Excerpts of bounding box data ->
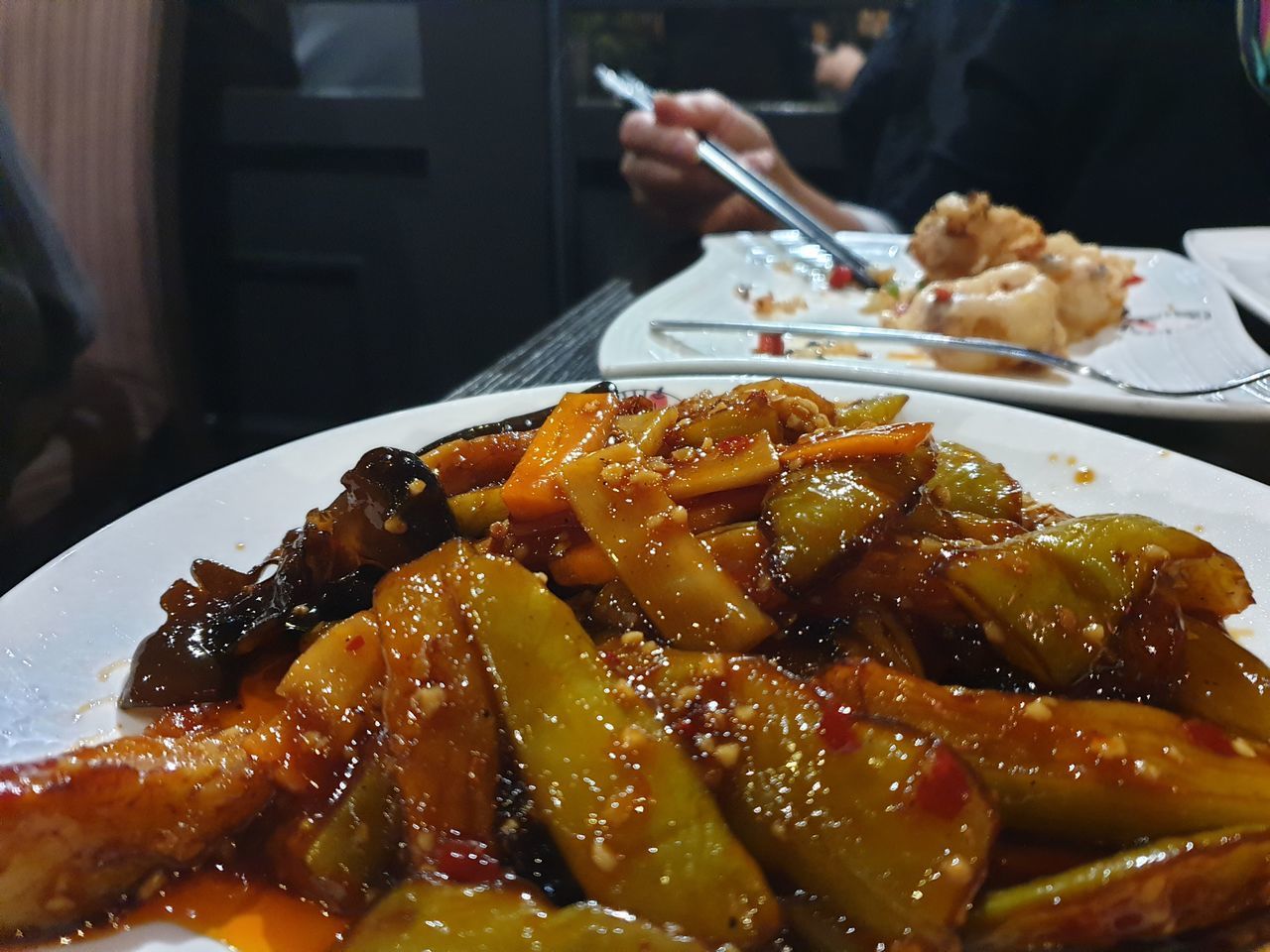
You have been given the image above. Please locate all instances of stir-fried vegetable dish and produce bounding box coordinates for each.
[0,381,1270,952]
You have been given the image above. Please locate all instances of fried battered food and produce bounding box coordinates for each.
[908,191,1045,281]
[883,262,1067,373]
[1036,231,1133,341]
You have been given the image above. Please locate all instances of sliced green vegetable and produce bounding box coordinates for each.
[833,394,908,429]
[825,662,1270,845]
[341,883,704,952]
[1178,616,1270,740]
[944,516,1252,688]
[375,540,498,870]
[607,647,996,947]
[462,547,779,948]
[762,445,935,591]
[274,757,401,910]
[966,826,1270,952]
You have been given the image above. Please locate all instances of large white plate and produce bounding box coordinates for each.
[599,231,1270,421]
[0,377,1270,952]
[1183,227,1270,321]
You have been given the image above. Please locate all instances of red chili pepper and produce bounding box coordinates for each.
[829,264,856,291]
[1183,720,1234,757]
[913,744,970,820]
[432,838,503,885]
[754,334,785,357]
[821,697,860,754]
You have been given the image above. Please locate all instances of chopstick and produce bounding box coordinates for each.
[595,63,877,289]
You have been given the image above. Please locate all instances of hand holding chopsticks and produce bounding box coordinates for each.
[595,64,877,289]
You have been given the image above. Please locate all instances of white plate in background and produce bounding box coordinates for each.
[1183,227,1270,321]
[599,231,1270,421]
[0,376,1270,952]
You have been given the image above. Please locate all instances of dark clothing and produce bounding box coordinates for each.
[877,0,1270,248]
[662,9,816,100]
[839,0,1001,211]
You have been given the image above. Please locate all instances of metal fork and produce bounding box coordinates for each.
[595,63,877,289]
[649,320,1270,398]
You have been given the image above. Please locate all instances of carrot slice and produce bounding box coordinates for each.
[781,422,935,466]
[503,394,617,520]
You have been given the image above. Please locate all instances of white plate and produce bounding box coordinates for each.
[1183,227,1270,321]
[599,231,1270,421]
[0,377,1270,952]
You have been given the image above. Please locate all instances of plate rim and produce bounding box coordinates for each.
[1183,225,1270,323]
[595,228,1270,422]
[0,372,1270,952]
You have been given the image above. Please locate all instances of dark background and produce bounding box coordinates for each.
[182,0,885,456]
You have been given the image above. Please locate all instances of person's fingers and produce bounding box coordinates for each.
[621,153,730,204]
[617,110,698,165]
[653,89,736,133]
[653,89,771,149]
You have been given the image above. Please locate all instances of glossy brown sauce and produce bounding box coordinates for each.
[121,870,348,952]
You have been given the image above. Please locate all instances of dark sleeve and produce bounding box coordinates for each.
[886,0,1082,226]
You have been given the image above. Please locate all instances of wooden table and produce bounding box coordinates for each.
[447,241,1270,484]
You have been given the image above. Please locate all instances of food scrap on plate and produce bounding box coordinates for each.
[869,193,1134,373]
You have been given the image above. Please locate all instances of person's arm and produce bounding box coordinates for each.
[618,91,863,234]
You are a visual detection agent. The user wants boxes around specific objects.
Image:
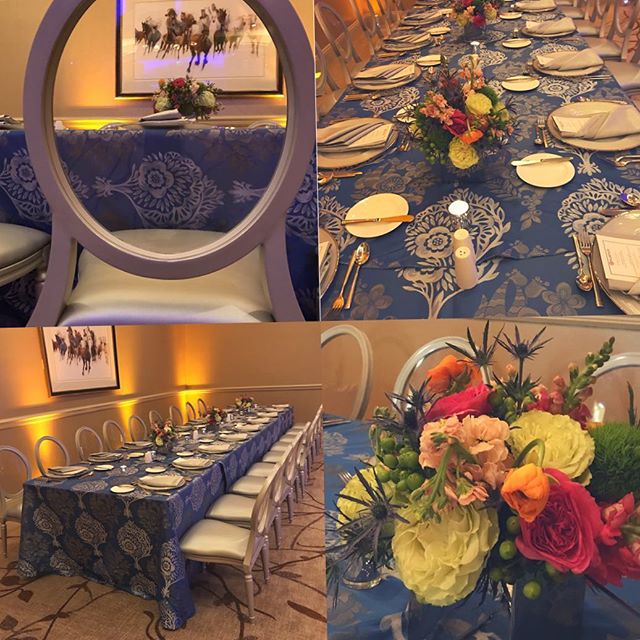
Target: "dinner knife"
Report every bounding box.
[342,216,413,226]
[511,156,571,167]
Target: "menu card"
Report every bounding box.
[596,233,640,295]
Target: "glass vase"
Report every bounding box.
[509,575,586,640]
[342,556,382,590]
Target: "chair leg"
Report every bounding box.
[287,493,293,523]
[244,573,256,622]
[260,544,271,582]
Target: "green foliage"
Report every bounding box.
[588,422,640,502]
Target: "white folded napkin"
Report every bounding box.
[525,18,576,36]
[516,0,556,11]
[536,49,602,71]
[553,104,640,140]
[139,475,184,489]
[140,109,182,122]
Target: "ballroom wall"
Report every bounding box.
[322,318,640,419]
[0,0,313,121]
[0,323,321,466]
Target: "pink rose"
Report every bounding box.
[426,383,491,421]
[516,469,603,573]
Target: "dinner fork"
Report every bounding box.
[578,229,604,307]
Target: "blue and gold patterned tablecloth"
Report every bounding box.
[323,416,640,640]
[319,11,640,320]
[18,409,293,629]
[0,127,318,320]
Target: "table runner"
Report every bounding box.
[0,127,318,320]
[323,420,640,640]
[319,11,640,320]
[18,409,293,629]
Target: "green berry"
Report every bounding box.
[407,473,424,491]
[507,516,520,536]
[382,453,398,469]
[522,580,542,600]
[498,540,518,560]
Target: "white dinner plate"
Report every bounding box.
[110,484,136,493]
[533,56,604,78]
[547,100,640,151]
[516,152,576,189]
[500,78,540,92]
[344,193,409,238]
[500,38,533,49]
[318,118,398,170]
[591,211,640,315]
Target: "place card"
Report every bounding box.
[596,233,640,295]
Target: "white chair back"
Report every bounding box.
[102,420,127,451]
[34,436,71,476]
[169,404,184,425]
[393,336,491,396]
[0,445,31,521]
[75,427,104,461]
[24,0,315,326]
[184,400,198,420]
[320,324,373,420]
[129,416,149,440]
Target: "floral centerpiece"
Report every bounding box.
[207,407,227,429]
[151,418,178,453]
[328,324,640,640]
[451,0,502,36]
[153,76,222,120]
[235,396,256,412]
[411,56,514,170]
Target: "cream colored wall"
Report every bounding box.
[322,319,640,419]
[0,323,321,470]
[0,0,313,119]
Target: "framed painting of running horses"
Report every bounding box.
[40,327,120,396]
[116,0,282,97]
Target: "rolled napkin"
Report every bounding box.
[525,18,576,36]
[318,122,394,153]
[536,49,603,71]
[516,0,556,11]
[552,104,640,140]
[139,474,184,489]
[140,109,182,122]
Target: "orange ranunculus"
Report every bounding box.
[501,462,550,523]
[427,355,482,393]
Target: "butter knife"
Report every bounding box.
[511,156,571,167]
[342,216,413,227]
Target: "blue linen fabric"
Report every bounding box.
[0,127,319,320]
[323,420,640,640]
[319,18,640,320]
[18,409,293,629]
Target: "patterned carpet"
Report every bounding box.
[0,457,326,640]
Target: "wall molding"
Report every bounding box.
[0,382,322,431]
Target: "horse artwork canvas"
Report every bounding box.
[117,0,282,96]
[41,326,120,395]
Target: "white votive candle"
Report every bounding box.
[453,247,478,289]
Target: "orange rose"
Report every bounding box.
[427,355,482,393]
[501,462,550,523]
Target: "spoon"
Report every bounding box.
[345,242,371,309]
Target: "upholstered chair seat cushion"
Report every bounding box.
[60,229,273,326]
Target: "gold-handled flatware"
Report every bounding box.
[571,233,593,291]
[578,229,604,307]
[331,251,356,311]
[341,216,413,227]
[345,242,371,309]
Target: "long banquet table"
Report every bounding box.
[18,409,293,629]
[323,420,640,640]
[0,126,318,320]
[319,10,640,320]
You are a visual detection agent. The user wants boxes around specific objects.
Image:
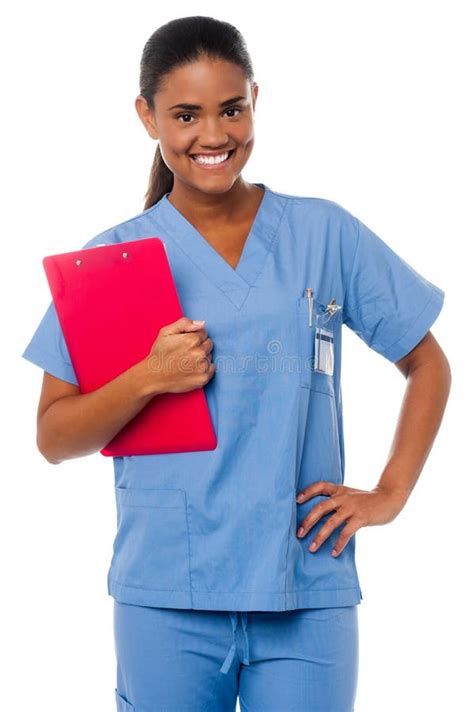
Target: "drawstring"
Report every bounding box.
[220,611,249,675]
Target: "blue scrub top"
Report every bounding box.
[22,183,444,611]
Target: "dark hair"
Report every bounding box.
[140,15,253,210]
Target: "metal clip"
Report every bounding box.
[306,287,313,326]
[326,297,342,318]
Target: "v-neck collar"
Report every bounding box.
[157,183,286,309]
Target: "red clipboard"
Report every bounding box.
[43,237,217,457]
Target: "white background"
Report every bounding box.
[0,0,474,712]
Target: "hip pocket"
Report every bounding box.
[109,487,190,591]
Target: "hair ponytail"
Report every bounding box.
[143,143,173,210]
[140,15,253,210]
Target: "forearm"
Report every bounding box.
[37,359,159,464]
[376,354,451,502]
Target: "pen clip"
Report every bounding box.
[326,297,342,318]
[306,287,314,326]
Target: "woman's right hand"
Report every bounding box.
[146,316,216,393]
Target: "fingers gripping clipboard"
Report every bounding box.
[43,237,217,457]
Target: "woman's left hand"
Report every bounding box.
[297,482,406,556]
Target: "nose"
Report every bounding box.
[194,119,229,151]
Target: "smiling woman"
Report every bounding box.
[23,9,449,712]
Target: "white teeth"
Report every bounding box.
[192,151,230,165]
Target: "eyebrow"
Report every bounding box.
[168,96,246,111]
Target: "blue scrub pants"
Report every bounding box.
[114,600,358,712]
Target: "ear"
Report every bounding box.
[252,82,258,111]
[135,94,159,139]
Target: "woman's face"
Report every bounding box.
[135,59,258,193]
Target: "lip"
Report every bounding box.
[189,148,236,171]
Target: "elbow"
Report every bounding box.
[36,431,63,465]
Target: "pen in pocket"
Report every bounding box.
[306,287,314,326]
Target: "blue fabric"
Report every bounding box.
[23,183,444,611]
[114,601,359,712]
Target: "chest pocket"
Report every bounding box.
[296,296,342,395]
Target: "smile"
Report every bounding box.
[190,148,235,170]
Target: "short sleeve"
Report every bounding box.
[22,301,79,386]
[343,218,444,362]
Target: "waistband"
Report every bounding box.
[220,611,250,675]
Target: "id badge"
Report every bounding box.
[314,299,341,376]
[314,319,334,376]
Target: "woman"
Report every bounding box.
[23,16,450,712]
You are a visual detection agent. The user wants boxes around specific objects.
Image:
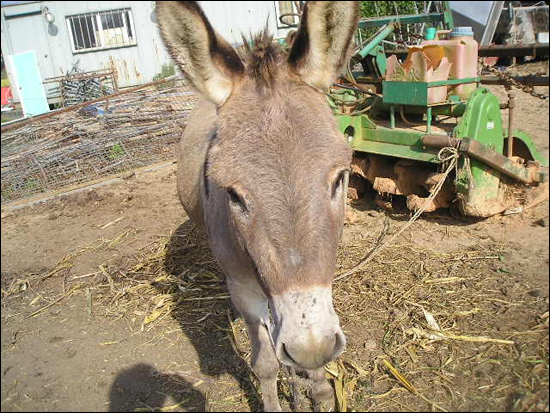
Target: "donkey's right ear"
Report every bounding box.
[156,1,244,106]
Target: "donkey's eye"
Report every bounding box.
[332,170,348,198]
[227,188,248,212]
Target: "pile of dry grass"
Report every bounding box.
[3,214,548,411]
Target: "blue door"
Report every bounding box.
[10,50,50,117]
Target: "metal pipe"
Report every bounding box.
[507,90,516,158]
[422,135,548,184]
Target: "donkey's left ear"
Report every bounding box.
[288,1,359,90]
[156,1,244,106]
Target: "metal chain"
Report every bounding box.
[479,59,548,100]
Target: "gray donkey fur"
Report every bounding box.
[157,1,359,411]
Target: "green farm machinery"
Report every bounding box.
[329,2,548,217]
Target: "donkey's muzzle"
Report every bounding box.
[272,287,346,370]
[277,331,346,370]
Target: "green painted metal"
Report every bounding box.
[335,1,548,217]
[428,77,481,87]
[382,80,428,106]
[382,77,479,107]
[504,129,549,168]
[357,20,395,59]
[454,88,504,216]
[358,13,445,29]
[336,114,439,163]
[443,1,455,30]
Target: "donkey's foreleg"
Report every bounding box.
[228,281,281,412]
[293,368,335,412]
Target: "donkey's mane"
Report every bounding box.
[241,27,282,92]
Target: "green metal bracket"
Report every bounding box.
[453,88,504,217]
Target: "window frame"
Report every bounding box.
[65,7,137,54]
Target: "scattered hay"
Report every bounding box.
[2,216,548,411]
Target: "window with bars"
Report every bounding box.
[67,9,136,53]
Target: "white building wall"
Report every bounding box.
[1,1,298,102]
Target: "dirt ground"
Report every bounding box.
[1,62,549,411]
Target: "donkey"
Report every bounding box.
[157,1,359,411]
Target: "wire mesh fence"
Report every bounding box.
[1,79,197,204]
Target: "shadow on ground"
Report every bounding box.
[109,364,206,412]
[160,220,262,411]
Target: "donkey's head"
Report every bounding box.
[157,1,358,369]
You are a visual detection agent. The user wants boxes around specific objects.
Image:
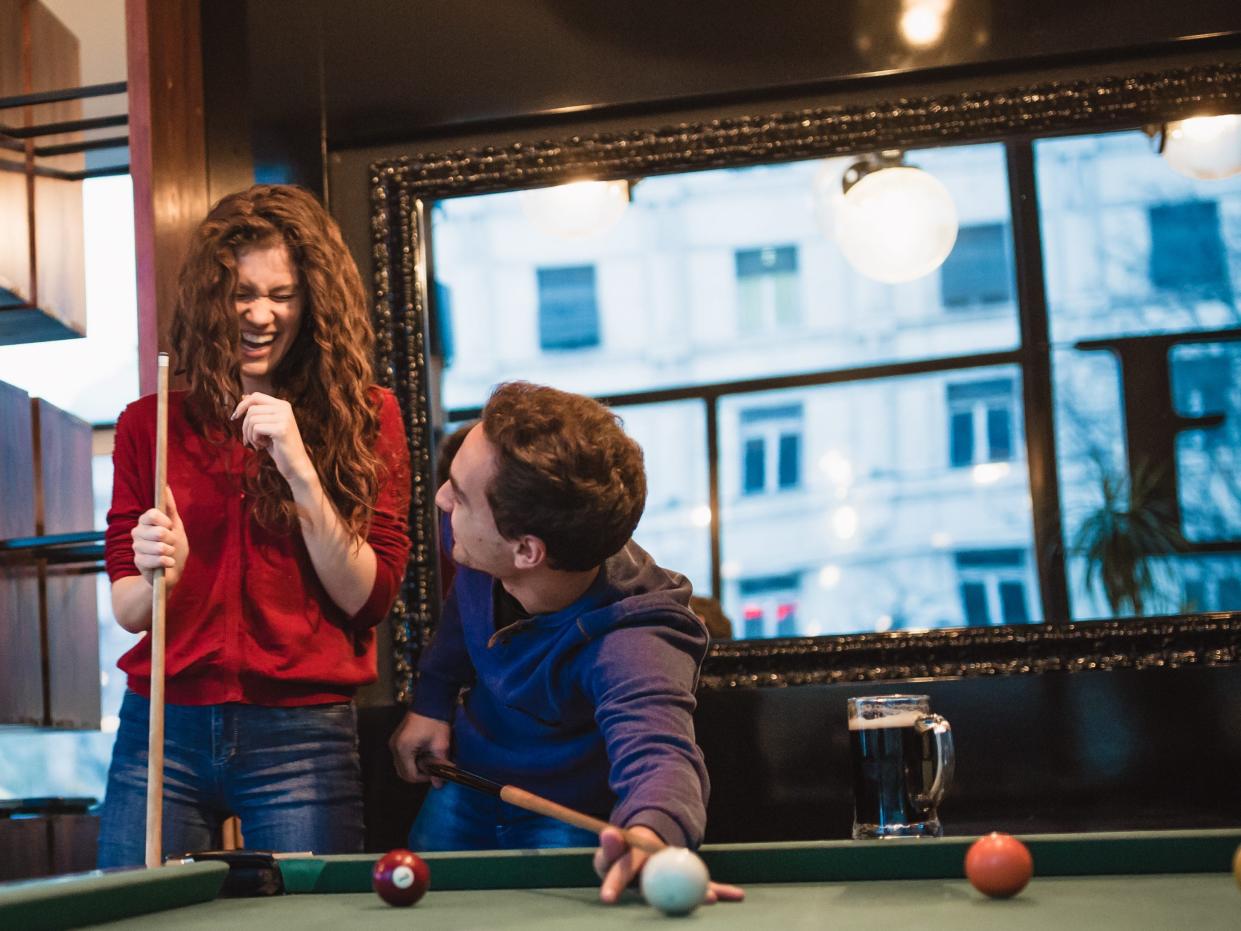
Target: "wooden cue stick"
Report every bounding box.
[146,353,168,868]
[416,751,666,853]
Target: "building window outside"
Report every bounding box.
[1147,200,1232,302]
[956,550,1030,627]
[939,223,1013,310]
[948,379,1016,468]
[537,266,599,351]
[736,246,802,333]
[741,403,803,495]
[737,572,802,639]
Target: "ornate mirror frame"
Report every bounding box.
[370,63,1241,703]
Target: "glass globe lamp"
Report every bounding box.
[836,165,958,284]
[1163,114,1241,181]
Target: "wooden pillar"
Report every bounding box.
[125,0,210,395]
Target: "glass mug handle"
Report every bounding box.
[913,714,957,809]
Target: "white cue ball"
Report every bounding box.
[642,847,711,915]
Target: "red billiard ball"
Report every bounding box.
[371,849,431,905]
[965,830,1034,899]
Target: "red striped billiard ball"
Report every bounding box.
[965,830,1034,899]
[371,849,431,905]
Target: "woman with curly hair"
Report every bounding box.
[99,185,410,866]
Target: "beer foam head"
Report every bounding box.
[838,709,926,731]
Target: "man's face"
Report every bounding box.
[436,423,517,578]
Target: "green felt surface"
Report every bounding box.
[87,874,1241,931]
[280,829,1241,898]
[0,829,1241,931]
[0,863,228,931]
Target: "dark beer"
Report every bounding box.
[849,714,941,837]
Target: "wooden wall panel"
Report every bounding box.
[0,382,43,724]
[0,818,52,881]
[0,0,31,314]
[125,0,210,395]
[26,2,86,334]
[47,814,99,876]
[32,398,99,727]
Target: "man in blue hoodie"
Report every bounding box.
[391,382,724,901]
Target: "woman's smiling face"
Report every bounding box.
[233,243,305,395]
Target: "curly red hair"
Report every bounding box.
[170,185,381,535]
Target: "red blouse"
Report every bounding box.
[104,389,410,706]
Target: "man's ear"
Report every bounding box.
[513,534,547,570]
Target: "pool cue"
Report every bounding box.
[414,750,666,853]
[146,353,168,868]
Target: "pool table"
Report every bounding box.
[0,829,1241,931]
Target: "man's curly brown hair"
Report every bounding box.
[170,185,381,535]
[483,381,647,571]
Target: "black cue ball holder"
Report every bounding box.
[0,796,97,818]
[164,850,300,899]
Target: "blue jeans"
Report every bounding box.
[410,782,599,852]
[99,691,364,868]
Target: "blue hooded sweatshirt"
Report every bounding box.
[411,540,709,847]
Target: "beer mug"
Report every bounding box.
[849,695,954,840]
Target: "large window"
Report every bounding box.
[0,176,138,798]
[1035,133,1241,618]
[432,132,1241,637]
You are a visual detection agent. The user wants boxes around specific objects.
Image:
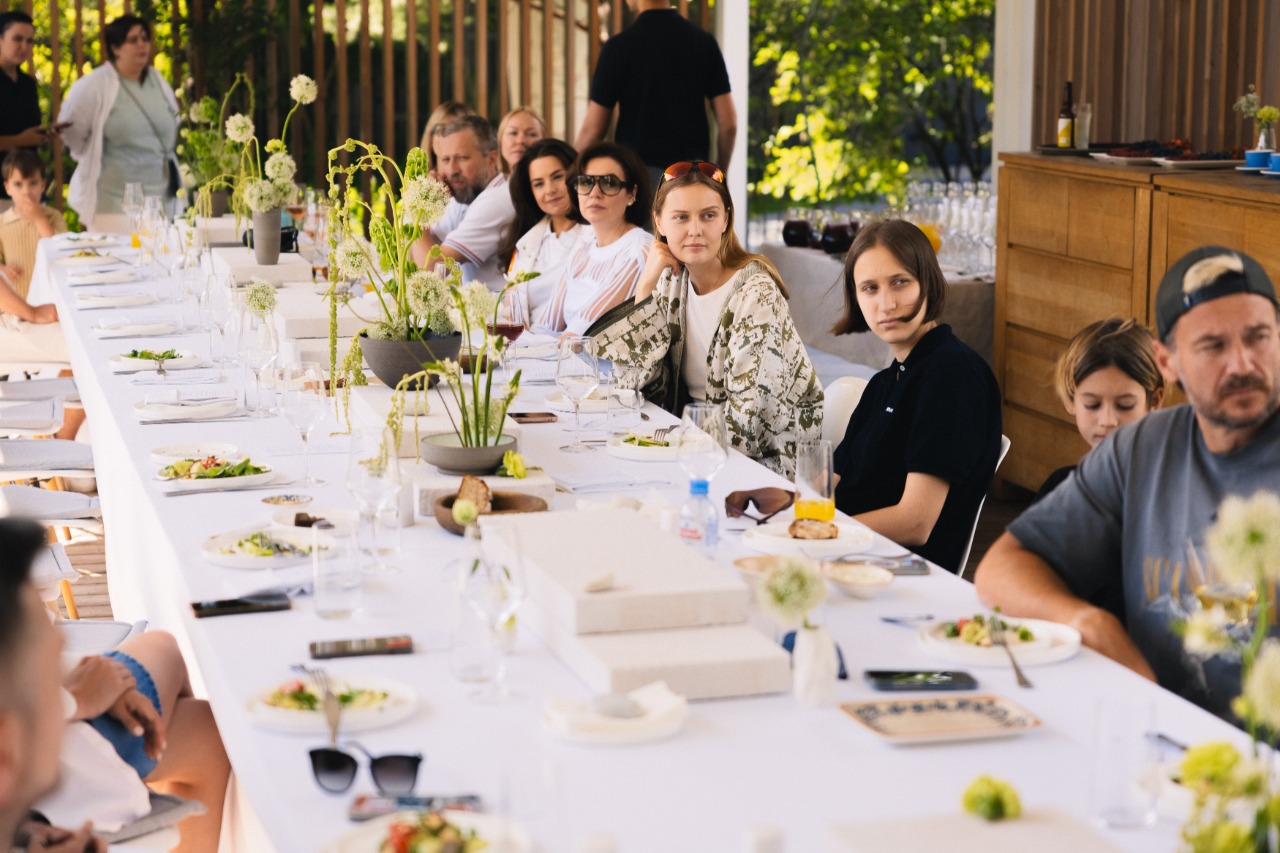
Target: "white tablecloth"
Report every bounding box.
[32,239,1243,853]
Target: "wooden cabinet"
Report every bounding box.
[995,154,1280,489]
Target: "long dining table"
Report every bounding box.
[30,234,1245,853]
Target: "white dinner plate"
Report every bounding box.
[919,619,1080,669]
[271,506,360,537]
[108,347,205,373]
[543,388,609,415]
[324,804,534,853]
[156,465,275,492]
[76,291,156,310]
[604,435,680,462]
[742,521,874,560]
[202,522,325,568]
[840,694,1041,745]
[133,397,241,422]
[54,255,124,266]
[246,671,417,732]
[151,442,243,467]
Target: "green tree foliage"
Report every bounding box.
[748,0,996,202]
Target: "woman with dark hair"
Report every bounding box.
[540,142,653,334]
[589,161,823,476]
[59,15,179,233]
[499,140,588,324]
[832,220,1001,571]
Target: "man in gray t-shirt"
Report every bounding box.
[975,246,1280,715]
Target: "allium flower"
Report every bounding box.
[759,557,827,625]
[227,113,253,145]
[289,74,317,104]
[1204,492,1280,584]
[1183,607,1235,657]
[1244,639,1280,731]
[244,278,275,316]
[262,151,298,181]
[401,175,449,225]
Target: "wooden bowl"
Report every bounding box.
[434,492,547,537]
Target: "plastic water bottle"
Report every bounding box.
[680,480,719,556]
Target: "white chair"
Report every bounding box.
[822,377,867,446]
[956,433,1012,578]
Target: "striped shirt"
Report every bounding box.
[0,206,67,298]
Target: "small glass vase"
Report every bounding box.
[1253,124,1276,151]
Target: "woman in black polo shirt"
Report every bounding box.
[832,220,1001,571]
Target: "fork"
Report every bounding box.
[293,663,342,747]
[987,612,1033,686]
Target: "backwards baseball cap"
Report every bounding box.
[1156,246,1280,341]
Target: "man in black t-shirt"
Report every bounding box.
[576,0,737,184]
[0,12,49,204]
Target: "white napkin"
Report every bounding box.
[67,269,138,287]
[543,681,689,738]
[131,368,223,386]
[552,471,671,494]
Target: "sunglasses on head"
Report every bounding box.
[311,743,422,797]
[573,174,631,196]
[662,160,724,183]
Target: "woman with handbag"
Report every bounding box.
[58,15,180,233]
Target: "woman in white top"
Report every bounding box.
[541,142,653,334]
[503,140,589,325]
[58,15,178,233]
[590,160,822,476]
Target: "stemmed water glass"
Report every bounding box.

Problem description ->
Rewrite the items from the line with "instances of food" up to and including the line with "[0,323,321,466]", replacing "Target" with "Object" and changing nothing else. Leave the pictures out of your answer.

Solution ->
You have been given the image above. Please locate all instances of food scrap on plate and produce bounding box coordinates for each.
[869,193,1134,373]
You have been given the image above. Please locate all instances of person's arm and produce bounding box coordinates for each.
[618,91,863,234]
You are a visual detection agent. The user wants boxes around specific objects.
Image:
Object: "dinner knife"
Report every bounding box.
[342,216,413,226]
[511,156,571,167]
Object: "menu card"
Report every bounding box.
[596,233,640,295]
Object: "glass vase"
Report every bounding box.
[509,575,586,640]
[342,556,382,590]
Object: "chair leg"
Report every bounding box.
[287,493,293,523]
[244,573,256,622]
[260,544,271,582]
Object: "green foliage"
Report every bounding box.
[588,422,640,502]
Object: "white folded napkin"
Report every bounding box.
[525,18,576,36]
[516,0,556,11]
[536,49,602,71]
[553,104,640,140]
[139,475,184,489]
[140,109,182,122]
Object: "ballroom wall"
Report every bounding box.
[322,318,640,419]
[0,0,313,121]
[0,323,321,466]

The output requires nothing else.